- Exercise directions: Recast every line of the records below as a Markdown table with the columns Row and Text, numbering the rows in order and skipping blank lines. Leave the pictures out of the table.

>> start

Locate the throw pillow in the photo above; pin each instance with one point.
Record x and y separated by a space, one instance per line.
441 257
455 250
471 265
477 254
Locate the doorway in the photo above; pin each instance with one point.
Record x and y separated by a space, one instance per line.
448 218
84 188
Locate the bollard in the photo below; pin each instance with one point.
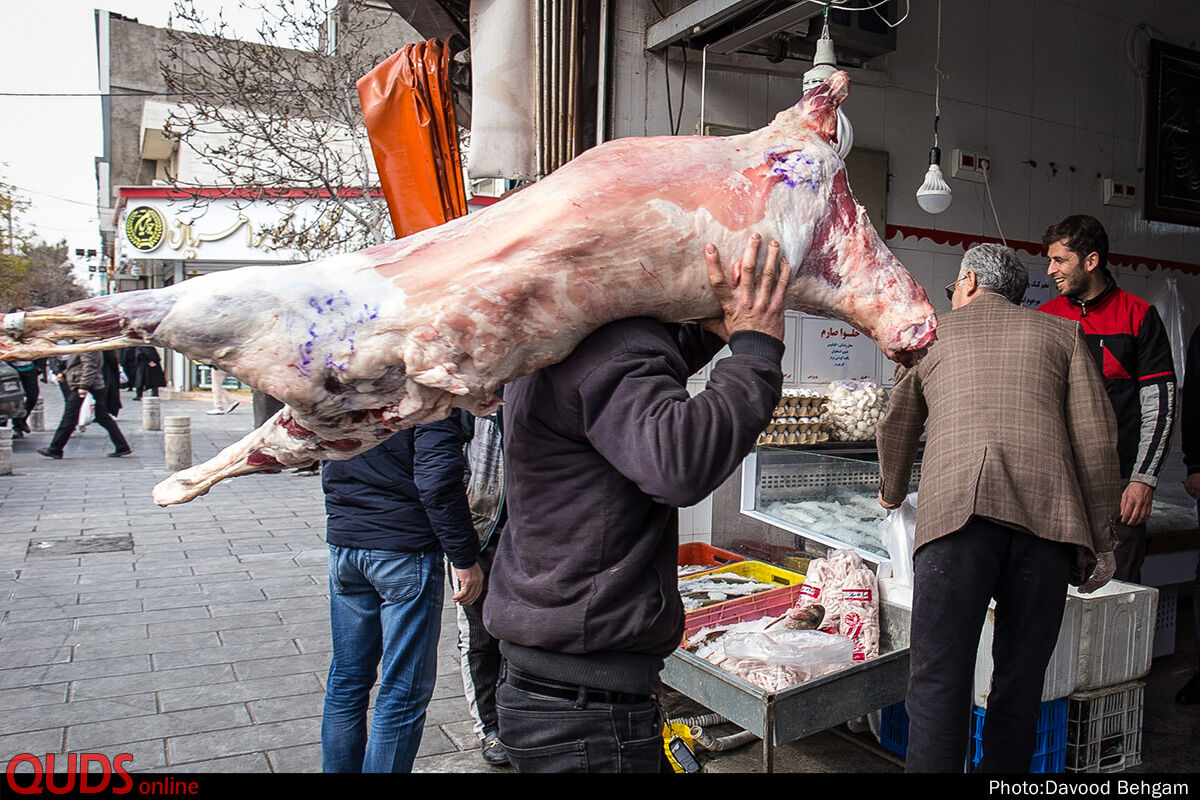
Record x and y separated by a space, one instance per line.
6 450
177 441
151 414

>> end

- Solution:
| Row | Text |
|---|---|
| 1 | Locate the throw pillow in the photo above; pin each instance with one point. |
| 2 | Record x and y separated by a space, one instance per line. |
| 3 | 441 257 |
| 4 | 455 250 |
| 5 | 471 265 |
| 6 | 477 254 |
| 7 | Locate the doorway in the photo above; pin each instance with one point. |
| 8 | Record x and y separated by a space, one instance per line. |
| 9 | 448 218 |
| 10 | 84 188 |
| 11 | Locate the bollard in the photo below; pin each instance with one point. |
| 12 | Record x and y separated by a space, one instance per line. |
| 13 | 6 450 |
| 14 | 177 441 |
| 15 | 151 414 |